▶ [Task set]
1. Write out the passage of the post about Chase's Daily that begins with the words "1. Chase’s Daily" and ends after the words "Here’s the FILM.".
2. Continue the blog post about Chase's Daily in Belfast, Maine, picking up right after its last sentence.

▶ [Excerpt]
__________________________________________________
Wednesday, August 22nd, 2012

Maine Part 3: Waiting for Chase’s Daily

The second new discovery made on our recent holiday in Maine (although truth be told, discovery isn’t quite accurate, we planned a whole day around getting there), was a restaurant/cafe/farmer’s market called Chase’s Daily in Belfast. Here’s a photo of the restaurant and another place people raved to us about that’s located next door (The Lost Kitchen) so you can take a gander at the beautiful architecture in this coastal town, which in some ways, maybe the brickwork, reminded me of Belgium.

Now before I rave about the place I will put forth my two complaints:

1. Chase’s Daily does not have a website. Which may seem quaint (some of you have heard me rant about this before…), but I’m sorry, if you’re running a food establishment in this day and age it’s not charming to make it difficult to find out information about you. Your mystique also puts you at the mercy of any truculent poster on Yelp who’ll be more than happy to point out your flaws and warn people about your terrible service (see #2). To counter this lack of customer outreach, I can provide you with this charming short film about the Chase family that will make you forget that the internet even exists, before you’re overwhelmed by an urge to move to Maine, start a farm, have babies who will work the fields with you, and one day open up a bakery. Here’s the FILM.

#2 The service, as vividly pointed out by many Yelpers, was pretty lacking (Which begs the question: if you love the food, how bad are you willing to let the service get before you walk out and never come back?) When we first came in, I swear the hostess spun around twice and then hid in a corner. Yes, there were nine of us barreling in, but still–Your place is popular! People will come! Why is this surprising?! It turned into one of those uncomfortable situations where people start coming in behind you and assume you’ve already put your name down because you’re loitering in the foyer, so they pounce on the hostess when she emerges from her hiding spot to get their names on the list, and you have to explain to them— without sounding likes an anxiety-riddled pushy east coaster— that you actually haven’t gotten your name on the list yet and to back-the-F-off. Thanks.
__________________________________________________
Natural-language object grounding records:

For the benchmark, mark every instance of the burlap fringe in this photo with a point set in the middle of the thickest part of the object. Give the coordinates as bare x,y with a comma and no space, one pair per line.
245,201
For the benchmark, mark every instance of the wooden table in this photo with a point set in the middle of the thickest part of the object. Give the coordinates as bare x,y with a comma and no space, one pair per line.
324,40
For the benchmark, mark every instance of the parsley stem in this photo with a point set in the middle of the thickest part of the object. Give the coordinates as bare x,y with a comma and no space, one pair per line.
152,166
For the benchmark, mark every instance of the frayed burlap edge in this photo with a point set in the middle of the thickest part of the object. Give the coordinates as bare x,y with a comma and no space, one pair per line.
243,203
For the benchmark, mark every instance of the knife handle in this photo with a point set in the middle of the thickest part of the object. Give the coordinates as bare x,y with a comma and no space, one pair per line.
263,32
__________________________________________________
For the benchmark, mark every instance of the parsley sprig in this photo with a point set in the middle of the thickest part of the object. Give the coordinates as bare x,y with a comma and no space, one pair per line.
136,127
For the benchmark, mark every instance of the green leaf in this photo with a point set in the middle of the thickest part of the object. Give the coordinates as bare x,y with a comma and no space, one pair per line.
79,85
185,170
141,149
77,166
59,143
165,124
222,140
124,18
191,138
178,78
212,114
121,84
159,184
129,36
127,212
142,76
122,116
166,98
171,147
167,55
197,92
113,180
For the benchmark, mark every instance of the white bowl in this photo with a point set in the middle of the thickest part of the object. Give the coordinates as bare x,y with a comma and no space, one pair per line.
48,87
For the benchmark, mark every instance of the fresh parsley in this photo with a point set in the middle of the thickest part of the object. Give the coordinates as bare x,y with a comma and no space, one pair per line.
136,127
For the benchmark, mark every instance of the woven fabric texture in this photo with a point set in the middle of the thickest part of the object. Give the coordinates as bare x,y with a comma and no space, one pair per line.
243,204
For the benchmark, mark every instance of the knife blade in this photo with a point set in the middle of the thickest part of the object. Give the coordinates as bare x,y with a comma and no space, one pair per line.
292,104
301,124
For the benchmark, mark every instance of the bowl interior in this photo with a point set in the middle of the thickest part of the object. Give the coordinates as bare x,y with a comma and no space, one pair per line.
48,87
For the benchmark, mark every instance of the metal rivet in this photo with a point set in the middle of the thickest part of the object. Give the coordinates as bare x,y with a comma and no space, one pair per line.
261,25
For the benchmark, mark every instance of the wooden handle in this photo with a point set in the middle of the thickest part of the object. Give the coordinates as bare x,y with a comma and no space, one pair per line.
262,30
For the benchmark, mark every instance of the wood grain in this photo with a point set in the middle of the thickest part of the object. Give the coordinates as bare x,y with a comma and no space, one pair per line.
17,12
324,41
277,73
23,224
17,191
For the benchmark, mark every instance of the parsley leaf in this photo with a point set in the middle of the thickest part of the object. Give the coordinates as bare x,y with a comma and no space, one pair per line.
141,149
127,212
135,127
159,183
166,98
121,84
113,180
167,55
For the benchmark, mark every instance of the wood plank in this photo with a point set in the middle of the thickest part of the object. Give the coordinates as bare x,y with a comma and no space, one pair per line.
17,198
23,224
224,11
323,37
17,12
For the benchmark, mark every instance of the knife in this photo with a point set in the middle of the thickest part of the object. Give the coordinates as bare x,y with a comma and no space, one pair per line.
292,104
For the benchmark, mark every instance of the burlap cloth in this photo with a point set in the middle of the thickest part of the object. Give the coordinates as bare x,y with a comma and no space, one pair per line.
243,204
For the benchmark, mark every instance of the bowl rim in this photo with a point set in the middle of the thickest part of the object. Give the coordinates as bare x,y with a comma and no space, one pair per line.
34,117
__________________________________________________
▶ [Answers by item number]
1.
1. Chase’s Daily does not have a website. Which may seem quaint (some of you have heard me rant about this before…), but I’m sorry, if you’re running a food establishment in this day and age it’s not charming to make it difficult to find out information about you. Your mystique also puts you at the mercy of any truculent poster on Yelp who’ll be more than happy to point out your flaws and warn people about your terrible service (see #2). To counter this lack of customer outreach, I can provide you with this charming short film about the Chase family that will make you forget that the internet even exists, before you’re overwhelmed by an urge to move to Maine, start a farm, have babies who will work the fields with you, and one day open up a bakery. Here’s the FILM.

2.
And then a waitress finally noticed us and very enthusiastically explained that it would be at least 45 minutes for us to get a table; and when she could see that that information wouldn’t deter us, she actually upped it, “I mean an hour…at least one hour until you’ll get seated!” There were booths for 4 to 6 people being occupied by 2 people drinking coffee, and a waitstaff that clearly wanted to be doing anything (hot yoga, in-line skating, batik dying) but waiting tables. So was it still worth it? I have to say, yes. Especially when Belle got to eat this ridiculous berry tart while waiting patiently for a table…What also made it worthwhile is that miraculously two parties failed to show up when their names were called (clearly the doomsday waitress had an effect on them) so we scored their tables!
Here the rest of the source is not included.